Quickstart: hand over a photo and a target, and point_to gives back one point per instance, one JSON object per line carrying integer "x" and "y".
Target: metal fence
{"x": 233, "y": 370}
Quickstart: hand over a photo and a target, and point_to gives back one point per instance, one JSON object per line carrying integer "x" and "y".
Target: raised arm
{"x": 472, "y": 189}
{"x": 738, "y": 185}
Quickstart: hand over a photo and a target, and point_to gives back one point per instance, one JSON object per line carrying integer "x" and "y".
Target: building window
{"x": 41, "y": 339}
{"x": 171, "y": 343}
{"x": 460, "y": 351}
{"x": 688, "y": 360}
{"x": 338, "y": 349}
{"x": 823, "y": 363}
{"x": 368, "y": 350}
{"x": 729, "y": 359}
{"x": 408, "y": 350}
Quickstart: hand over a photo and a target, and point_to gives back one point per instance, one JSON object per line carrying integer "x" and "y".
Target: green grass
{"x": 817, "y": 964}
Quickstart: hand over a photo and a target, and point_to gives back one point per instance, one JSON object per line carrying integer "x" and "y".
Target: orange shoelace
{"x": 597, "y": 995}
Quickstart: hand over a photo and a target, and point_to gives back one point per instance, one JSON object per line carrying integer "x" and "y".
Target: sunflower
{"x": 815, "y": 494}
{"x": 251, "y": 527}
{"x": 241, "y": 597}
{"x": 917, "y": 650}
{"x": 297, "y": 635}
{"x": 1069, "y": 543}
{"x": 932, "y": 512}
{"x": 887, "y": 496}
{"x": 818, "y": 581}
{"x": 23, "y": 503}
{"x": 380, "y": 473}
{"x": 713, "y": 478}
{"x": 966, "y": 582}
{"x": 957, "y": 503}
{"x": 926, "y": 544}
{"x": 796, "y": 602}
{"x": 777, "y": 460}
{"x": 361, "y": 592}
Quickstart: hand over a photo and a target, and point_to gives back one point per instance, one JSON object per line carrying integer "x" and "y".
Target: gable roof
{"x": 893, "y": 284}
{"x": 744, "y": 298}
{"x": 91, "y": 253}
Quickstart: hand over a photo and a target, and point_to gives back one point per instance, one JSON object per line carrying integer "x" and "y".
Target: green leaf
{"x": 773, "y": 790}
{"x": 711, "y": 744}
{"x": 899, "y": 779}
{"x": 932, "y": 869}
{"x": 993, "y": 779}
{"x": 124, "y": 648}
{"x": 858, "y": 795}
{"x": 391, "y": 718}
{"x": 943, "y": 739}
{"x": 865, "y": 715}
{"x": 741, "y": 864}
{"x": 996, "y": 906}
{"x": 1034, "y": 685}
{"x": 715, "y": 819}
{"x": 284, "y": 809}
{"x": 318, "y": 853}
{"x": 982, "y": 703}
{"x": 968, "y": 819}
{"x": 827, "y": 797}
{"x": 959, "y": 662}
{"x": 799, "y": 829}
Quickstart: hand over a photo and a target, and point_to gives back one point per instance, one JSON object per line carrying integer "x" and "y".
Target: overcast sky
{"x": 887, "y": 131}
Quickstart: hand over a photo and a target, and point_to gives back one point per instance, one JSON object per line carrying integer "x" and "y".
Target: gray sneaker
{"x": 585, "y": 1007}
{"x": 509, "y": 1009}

★ ★ ★ ★ ★

DIRECTION: Output the entries exactly.

ANSWER TO THE PROBLEM:
Quickstart: hand over a photo and a target, and point_to gives back one point per instance, one JSON object per line carrying integer "x" and "y".
Target: metal fence
{"x": 233, "y": 370}
Quickstart: hand over a photo and a target, and point_to gives back one point per instance, one JSON object per line carrying integer "x" and "y".
Target: raised arm
{"x": 472, "y": 189}
{"x": 738, "y": 185}
Quickstart: hand over a photo and a target, and point_to gives back one point per instance, one JSON object per line carrying integer "x" and "y".
Target: building window
{"x": 41, "y": 339}
{"x": 171, "y": 343}
{"x": 460, "y": 351}
{"x": 688, "y": 360}
{"x": 338, "y": 349}
{"x": 823, "y": 363}
{"x": 368, "y": 350}
{"x": 729, "y": 359}
{"x": 408, "y": 350}
Quickstart: hand over a photo and a target, and point_to gives back one point per instance, one JSON object per line carrying integer "x" and "y".
Target: green grass
{"x": 817, "y": 964}
Quickstart: hand over a photo and a target, and point_to gives back one point per instance, one JSON object per line carrying integer "x" and "y".
Target: orange shoelace
{"x": 597, "y": 995}
Quickstart: hand over a photo and a target, and point_to gives back one point per instance, one JSON object per line carrying integer "x" and "y".
Target: sunflower
{"x": 815, "y": 494}
{"x": 251, "y": 527}
{"x": 241, "y": 597}
{"x": 917, "y": 650}
{"x": 297, "y": 635}
{"x": 1069, "y": 543}
{"x": 932, "y": 512}
{"x": 887, "y": 496}
{"x": 818, "y": 581}
{"x": 23, "y": 503}
{"x": 380, "y": 473}
{"x": 713, "y": 478}
{"x": 966, "y": 582}
{"x": 957, "y": 503}
{"x": 926, "y": 544}
{"x": 796, "y": 602}
{"x": 777, "y": 460}
{"x": 361, "y": 592}
Quickstart: hand over a photo and a target, and point_to gives back one point per instance, one JSON object per line carrying integer "x" and "y".
Target: gable roof
{"x": 893, "y": 284}
{"x": 744, "y": 298}
{"x": 91, "y": 253}
Quickstart: hand over a photo and a target, and point_to gives back one point per instance, one JSON object per line carrying integer "x" and "y".
Target: green leaf
{"x": 773, "y": 790}
{"x": 711, "y": 744}
{"x": 899, "y": 779}
{"x": 932, "y": 869}
{"x": 993, "y": 779}
{"x": 124, "y": 648}
{"x": 858, "y": 795}
{"x": 391, "y": 718}
{"x": 943, "y": 739}
{"x": 865, "y": 715}
{"x": 741, "y": 864}
{"x": 996, "y": 906}
{"x": 1034, "y": 685}
{"x": 715, "y": 819}
{"x": 284, "y": 809}
{"x": 318, "y": 853}
{"x": 982, "y": 703}
{"x": 968, "y": 819}
{"x": 827, "y": 797}
{"x": 959, "y": 662}
{"x": 799, "y": 829}
Quickstart: hand over a photo and a target, and point_to gives back one point per instance, one JSON object per line carrying integer "x" and "y".
Target: overcast sky
{"x": 887, "y": 131}
Quickstart: hand over a photo and a target, and point_to gives back one point per instance, one JSON object per line carrying integer "x" and "y".
Target: gray sneaker
{"x": 585, "y": 1007}
{"x": 509, "y": 1009}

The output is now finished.